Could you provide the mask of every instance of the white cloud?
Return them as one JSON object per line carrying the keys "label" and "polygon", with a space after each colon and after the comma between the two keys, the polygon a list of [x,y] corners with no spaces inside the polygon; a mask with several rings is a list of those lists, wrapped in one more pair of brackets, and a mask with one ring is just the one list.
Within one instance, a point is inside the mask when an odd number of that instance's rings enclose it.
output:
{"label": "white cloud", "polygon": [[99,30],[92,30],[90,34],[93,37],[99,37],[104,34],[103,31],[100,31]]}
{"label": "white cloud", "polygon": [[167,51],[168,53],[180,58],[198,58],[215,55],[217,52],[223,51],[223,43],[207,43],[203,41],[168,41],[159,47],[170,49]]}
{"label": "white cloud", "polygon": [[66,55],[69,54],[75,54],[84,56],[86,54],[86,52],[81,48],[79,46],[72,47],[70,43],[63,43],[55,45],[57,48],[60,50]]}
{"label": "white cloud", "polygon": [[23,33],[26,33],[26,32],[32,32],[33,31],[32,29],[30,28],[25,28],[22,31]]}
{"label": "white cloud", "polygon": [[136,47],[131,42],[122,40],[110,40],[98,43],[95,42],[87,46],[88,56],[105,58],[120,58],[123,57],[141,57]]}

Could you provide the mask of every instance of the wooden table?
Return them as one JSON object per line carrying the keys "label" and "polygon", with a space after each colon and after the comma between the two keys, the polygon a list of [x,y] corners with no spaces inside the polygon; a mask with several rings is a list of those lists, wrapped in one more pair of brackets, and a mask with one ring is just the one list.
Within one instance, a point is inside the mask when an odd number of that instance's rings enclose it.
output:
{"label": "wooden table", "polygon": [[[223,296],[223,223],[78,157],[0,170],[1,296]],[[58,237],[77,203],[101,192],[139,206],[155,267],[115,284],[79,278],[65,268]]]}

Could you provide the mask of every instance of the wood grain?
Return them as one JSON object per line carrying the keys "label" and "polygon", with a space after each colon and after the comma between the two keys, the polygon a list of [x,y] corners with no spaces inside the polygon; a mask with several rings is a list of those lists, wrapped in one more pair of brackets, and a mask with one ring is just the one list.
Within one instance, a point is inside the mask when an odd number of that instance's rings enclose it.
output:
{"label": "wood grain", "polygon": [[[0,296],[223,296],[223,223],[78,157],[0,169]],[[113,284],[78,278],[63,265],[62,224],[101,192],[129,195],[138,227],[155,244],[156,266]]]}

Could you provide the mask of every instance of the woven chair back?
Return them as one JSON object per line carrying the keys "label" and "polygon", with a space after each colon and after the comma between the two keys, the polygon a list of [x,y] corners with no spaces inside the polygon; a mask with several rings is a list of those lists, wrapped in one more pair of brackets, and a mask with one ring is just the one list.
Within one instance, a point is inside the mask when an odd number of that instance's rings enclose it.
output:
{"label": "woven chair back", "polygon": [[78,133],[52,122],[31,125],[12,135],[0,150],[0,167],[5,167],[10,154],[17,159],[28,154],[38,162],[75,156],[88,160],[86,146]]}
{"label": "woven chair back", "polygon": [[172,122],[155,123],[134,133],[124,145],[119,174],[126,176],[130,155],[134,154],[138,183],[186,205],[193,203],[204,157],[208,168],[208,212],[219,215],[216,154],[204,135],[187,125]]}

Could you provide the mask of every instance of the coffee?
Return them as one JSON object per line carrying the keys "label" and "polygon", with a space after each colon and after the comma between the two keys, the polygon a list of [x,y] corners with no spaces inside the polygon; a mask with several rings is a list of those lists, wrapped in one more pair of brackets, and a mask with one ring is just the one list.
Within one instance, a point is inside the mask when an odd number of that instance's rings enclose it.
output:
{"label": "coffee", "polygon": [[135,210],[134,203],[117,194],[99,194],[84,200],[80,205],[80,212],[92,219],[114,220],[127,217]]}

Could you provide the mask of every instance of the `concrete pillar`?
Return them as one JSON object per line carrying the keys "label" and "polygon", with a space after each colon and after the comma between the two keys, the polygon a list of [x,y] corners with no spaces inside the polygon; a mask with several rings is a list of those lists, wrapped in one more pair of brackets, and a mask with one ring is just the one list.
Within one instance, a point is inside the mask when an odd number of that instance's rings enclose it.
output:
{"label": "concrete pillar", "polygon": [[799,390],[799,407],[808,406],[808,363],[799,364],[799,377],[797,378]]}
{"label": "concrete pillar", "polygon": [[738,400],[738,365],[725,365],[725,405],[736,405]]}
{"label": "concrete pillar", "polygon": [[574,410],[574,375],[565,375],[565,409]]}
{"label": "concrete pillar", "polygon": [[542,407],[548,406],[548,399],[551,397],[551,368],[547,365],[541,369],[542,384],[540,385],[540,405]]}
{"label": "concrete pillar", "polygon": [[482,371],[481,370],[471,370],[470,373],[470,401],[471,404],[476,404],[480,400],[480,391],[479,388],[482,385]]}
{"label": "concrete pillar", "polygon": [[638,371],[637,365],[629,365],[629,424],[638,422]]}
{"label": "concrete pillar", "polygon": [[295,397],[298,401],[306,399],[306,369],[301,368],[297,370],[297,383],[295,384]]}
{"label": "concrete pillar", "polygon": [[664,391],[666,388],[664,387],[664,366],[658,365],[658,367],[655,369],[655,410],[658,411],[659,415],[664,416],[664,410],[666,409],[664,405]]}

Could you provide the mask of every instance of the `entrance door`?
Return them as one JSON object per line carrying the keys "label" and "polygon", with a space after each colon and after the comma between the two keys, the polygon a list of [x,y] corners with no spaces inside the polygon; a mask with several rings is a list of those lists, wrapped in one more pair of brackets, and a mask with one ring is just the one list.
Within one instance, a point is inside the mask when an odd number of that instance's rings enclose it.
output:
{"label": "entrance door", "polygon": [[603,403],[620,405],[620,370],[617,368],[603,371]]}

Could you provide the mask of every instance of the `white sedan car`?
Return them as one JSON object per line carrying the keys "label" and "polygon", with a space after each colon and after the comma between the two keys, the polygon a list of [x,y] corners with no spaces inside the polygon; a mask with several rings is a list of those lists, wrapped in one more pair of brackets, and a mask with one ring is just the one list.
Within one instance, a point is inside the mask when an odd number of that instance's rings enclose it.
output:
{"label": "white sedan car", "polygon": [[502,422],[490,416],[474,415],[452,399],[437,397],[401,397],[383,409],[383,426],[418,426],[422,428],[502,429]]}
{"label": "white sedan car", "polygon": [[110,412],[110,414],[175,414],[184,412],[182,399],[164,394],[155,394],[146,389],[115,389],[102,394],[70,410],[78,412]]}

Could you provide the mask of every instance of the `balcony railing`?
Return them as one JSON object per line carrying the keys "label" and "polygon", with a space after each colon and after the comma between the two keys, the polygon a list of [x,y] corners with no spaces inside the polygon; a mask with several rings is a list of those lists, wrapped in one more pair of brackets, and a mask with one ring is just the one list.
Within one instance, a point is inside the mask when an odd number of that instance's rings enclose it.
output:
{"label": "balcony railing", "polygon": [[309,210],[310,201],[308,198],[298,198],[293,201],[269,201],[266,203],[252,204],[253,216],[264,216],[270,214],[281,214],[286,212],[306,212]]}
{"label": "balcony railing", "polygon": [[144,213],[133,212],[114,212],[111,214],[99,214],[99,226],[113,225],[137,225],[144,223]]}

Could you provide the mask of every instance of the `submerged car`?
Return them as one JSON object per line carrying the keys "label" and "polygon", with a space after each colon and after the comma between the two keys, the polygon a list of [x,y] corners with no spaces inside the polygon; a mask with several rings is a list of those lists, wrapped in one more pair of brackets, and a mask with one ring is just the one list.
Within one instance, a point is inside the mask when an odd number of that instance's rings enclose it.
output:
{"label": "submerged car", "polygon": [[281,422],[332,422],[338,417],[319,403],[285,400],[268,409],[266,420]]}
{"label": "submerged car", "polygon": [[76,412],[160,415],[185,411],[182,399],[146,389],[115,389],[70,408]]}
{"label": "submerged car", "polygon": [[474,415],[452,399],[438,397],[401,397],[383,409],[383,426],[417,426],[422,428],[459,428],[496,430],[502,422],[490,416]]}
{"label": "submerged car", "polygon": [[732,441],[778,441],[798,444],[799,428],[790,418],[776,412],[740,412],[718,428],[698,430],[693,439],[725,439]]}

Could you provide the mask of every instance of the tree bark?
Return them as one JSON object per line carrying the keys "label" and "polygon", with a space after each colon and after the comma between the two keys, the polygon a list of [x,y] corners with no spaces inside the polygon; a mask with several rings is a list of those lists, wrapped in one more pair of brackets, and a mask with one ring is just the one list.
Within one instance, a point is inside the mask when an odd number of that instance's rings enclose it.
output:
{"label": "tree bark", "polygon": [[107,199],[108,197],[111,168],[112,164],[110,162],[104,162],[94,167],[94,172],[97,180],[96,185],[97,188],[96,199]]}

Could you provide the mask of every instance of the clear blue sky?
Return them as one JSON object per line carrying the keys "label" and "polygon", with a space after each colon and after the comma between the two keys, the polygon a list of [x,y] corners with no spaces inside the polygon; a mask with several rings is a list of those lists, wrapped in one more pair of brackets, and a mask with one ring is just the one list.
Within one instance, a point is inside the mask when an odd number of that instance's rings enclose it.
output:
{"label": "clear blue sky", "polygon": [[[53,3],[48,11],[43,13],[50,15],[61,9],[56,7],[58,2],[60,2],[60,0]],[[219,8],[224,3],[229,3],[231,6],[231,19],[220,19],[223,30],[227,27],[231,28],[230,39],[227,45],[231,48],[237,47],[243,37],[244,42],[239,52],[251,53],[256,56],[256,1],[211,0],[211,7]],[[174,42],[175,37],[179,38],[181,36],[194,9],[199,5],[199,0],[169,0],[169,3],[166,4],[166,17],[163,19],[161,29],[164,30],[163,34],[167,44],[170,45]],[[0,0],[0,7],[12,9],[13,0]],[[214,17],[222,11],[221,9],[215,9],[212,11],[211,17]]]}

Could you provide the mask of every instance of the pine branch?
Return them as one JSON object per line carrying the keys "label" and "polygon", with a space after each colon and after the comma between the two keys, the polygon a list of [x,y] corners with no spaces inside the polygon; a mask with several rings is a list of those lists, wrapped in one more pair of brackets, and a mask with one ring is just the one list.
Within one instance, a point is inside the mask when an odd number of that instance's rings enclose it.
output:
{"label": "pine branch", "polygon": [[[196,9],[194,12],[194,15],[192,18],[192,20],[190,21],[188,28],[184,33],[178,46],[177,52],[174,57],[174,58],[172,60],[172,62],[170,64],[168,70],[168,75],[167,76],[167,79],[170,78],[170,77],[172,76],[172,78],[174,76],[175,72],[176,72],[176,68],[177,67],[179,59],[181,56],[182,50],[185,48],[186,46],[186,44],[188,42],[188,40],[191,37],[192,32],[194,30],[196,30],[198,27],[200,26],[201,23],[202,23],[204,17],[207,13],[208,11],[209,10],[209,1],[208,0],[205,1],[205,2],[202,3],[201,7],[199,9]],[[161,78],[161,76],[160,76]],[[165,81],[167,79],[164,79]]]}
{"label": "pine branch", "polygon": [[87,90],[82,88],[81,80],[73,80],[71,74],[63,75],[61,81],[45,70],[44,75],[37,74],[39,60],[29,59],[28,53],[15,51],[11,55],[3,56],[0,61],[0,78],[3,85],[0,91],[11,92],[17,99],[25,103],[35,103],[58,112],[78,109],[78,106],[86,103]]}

━━━━

- _Job_
Which lines in the records above contain the word "woven"? Pick out each one and copy it in full.

- _Answer to the problem_
Could you provide the mask of every instance of the woven chair back?
{"label": "woven chair back", "polygon": [[78,133],[52,122],[31,125],[12,135],[0,150],[0,167],[5,167],[10,154],[17,159],[28,154],[38,162],[75,156],[88,160],[86,146]]}
{"label": "woven chair back", "polygon": [[172,122],[155,123],[134,133],[124,145],[119,174],[126,176],[130,155],[134,154],[138,183],[186,205],[193,203],[204,157],[208,168],[208,212],[219,215],[216,154],[204,135],[187,125]]}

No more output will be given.